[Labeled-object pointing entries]
BEGIN

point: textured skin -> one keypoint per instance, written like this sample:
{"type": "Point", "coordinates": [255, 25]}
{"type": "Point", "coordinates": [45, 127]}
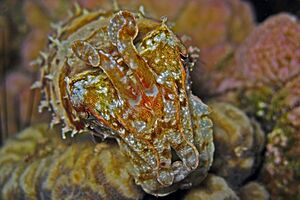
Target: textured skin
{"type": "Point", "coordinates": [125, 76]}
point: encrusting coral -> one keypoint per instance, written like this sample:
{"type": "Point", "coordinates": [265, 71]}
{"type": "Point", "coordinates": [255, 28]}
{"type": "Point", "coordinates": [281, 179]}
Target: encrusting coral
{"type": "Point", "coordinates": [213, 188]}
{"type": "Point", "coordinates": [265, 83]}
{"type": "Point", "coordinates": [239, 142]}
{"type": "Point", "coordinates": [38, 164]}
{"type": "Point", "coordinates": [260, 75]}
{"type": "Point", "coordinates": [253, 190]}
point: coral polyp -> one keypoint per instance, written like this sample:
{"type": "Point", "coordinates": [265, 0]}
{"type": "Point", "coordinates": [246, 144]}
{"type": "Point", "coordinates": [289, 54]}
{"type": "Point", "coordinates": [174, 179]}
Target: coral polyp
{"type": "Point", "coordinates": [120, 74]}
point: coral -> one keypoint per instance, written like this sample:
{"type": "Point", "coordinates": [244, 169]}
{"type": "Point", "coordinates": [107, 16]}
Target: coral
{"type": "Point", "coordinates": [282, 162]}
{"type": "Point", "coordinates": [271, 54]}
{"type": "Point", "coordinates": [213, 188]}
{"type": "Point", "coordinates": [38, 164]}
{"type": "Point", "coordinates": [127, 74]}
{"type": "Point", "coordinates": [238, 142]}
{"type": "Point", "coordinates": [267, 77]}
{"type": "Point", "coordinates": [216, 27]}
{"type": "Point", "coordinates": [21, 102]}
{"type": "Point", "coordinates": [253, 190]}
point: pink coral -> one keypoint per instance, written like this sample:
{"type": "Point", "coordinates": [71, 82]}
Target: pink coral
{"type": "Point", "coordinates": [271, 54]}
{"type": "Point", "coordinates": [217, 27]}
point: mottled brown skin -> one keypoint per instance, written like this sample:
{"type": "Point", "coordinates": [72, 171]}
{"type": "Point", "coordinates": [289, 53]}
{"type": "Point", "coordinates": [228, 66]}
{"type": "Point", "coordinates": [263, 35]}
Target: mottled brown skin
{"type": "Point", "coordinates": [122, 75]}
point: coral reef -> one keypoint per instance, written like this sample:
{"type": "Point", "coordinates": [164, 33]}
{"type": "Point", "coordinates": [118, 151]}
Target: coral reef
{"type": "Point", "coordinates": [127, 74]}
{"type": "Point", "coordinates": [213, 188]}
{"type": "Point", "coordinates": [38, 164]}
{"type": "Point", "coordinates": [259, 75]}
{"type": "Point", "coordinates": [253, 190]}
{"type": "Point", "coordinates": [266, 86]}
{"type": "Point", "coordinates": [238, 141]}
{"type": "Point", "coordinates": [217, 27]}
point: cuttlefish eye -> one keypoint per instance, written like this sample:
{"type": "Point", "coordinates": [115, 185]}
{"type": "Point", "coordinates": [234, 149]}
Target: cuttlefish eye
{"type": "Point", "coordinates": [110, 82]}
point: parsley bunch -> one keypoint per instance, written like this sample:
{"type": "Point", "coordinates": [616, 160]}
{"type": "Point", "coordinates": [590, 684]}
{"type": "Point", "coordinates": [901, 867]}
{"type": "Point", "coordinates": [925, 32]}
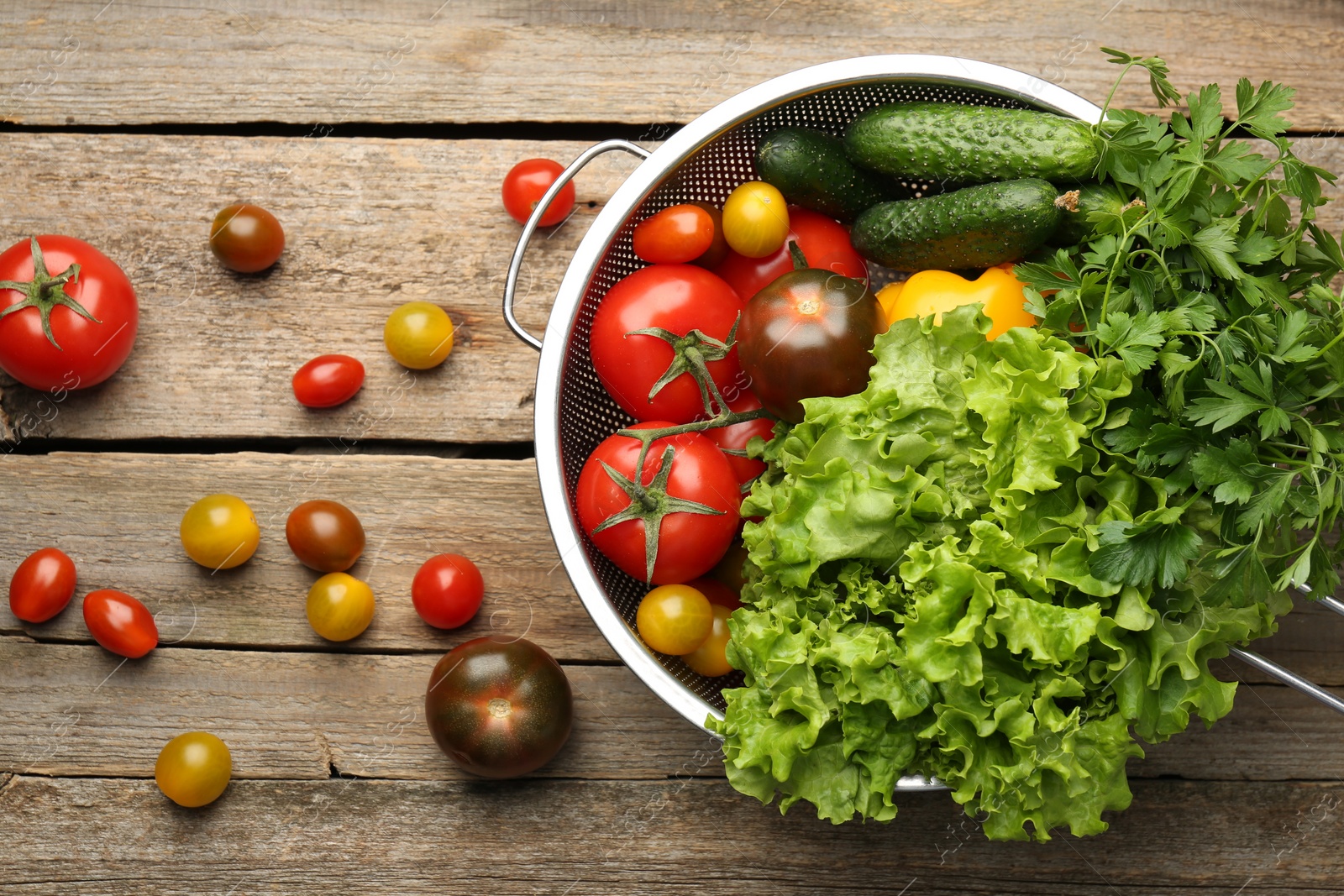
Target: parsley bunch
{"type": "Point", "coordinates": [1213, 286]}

END
BEGIN

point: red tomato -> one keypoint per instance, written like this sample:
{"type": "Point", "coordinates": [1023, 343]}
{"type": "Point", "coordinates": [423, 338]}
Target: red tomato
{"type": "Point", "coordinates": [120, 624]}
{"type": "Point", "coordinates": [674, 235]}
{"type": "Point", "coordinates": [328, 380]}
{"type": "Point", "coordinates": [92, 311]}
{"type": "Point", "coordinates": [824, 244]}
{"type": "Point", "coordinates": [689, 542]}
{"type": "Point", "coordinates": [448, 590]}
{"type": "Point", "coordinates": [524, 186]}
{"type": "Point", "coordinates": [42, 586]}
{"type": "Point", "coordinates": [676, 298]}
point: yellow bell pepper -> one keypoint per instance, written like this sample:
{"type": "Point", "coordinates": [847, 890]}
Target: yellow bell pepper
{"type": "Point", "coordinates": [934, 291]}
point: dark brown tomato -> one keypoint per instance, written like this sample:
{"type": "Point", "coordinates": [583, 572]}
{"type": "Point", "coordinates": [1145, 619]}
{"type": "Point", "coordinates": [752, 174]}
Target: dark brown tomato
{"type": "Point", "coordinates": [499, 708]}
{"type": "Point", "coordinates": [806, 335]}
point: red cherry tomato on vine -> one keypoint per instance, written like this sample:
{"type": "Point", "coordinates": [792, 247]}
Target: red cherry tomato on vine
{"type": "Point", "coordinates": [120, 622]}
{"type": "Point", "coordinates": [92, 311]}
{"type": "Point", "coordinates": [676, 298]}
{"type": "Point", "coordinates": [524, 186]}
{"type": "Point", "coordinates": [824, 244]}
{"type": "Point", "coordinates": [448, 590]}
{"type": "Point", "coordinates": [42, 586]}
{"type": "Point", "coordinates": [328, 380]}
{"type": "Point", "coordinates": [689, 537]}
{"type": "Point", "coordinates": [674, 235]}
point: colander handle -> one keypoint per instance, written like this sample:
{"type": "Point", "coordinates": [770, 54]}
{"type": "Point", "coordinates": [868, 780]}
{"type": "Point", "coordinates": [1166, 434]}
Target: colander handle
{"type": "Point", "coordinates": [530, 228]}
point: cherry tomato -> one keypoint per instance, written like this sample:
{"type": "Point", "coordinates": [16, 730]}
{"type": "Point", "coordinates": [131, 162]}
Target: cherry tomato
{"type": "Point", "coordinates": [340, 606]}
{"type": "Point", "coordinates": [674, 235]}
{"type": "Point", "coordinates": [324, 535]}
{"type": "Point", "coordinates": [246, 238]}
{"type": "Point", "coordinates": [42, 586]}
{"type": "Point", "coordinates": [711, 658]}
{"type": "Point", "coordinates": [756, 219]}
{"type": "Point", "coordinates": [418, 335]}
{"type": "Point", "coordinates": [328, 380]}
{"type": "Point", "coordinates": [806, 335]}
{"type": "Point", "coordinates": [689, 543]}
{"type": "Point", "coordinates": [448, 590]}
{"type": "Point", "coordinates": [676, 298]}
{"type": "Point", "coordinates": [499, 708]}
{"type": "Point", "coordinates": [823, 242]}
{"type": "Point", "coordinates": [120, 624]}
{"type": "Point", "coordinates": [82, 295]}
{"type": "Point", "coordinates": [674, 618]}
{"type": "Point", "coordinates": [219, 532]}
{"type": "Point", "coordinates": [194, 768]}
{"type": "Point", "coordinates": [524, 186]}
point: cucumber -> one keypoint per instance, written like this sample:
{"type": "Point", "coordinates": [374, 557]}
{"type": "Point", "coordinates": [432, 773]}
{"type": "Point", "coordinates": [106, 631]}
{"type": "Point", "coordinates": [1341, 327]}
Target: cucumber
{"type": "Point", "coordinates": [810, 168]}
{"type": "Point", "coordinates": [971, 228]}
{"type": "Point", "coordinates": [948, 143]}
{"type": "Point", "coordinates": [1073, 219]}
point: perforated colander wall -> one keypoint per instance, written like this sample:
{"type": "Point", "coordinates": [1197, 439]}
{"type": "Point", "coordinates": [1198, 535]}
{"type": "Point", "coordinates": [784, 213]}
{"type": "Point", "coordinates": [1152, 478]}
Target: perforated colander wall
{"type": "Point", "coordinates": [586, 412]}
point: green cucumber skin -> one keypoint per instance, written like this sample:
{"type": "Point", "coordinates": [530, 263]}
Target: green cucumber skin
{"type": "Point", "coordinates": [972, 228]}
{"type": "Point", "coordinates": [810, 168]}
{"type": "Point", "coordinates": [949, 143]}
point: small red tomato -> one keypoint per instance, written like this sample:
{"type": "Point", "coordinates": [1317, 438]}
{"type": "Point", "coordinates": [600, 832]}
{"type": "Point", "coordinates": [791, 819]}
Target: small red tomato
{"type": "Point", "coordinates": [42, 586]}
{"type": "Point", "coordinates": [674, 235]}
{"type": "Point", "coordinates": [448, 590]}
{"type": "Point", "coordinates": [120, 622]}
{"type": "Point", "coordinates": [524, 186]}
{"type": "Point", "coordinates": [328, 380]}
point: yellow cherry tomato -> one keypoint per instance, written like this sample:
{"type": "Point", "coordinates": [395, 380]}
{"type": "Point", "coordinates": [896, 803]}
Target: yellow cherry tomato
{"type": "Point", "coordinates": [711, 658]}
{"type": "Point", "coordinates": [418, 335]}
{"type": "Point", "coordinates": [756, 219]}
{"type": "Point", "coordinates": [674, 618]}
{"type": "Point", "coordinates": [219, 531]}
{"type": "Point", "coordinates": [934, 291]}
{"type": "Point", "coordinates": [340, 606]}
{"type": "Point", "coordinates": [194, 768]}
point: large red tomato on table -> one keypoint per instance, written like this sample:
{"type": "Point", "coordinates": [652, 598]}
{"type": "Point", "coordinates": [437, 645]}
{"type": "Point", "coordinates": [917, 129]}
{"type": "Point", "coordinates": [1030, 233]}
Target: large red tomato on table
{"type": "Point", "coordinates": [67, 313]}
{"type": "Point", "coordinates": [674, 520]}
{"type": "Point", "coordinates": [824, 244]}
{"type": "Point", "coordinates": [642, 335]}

END
BEGIN

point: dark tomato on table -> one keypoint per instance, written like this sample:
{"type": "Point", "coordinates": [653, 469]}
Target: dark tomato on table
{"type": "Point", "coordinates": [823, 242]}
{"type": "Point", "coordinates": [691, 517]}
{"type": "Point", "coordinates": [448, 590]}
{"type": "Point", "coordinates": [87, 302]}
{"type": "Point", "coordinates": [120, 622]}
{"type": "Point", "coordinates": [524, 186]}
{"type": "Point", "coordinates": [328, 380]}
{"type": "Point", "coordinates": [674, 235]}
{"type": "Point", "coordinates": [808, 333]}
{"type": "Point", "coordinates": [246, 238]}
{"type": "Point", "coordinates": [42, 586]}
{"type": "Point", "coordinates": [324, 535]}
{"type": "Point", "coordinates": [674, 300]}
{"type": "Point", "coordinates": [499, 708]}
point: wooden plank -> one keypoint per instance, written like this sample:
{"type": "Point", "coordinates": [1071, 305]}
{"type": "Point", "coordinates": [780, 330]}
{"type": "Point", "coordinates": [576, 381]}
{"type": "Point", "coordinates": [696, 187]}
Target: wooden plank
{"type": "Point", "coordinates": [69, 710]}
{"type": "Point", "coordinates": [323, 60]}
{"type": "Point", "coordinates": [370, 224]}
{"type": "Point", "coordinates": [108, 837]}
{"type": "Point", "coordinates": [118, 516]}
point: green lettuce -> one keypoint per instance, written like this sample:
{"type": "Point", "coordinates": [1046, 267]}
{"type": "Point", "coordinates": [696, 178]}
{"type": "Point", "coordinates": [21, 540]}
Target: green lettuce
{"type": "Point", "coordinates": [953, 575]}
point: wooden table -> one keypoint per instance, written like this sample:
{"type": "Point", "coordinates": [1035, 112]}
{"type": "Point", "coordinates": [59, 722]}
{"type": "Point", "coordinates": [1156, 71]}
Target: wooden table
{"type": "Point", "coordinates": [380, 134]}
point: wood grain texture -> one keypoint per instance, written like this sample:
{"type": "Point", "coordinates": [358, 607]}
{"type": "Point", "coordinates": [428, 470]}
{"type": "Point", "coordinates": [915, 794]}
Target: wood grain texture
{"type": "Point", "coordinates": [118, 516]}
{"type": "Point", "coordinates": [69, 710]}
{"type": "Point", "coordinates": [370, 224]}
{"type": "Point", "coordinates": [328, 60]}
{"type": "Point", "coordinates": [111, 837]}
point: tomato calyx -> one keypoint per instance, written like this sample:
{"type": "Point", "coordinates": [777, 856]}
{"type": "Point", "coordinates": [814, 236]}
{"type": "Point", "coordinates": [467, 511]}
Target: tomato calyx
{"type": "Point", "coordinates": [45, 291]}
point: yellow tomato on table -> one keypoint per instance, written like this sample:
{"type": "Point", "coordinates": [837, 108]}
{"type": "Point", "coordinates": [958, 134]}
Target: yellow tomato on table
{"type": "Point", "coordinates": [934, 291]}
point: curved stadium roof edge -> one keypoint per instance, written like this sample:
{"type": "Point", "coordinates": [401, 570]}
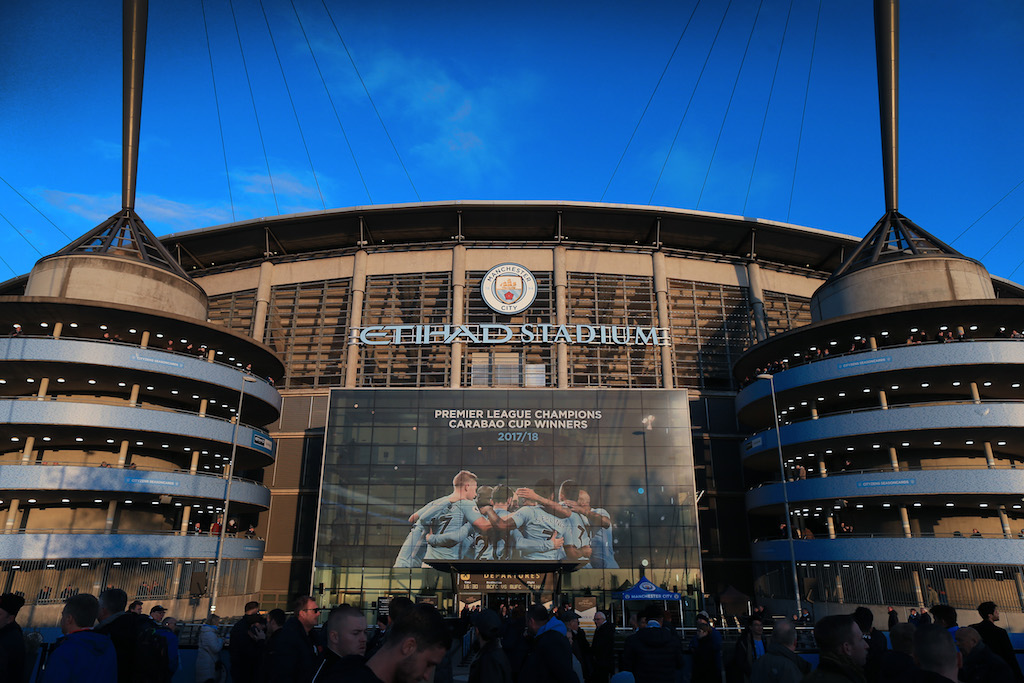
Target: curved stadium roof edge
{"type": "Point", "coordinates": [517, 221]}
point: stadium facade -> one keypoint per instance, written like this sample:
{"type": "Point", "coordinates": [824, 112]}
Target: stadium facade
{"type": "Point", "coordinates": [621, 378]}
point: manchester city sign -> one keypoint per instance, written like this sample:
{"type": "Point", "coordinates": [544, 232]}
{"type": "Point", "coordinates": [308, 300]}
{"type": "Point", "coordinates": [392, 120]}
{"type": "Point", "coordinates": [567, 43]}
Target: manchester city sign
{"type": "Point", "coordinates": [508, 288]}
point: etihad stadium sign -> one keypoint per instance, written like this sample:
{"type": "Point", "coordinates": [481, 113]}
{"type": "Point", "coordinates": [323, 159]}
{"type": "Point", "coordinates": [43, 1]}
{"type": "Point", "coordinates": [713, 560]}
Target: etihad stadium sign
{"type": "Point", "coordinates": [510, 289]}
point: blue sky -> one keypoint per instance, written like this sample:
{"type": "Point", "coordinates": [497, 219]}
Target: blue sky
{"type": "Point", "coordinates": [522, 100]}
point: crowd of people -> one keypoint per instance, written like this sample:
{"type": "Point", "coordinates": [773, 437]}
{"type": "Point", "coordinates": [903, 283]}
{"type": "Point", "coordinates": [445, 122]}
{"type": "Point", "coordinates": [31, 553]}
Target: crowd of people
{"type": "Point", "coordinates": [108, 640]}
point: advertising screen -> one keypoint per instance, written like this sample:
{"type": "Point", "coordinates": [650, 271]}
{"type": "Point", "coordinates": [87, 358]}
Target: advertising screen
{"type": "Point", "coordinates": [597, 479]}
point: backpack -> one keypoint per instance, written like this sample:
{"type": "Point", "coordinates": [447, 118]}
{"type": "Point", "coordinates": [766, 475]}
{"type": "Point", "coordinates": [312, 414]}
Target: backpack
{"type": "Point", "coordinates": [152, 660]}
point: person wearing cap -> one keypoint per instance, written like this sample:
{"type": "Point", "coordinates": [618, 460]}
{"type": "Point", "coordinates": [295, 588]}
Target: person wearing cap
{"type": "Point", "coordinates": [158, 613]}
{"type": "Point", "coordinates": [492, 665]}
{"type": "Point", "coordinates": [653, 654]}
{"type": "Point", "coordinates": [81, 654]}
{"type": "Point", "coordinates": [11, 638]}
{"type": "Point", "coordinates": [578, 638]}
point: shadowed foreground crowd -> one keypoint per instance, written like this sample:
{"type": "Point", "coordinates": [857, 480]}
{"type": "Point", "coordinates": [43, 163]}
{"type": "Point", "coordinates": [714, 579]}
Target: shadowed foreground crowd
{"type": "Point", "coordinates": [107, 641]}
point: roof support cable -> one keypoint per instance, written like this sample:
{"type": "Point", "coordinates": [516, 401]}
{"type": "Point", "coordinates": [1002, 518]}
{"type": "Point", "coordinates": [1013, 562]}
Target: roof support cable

END

What to work on:
Collect every line of the records that contains the word "bell" and copy each one out.

Answer to the problem:
point: yellow bell pepper -> one keypoint per instance, written like this sample:
Target: yellow bell pepper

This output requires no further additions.